Aim of the exercise: Print the material below line for line, with no changes, and leave out the pictures.

— Start —

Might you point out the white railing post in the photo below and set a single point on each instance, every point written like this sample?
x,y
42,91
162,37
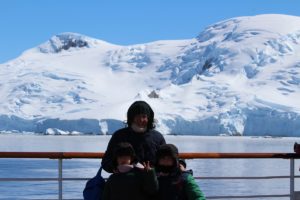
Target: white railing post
x,y
292,179
60,179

— End —

Reply:
Might you point out the white railing post in the photo below and set a single point on each instance, every point written like this sample?
x,y
42,91
162,37
Target: white railing post
x,y
292,179
60,179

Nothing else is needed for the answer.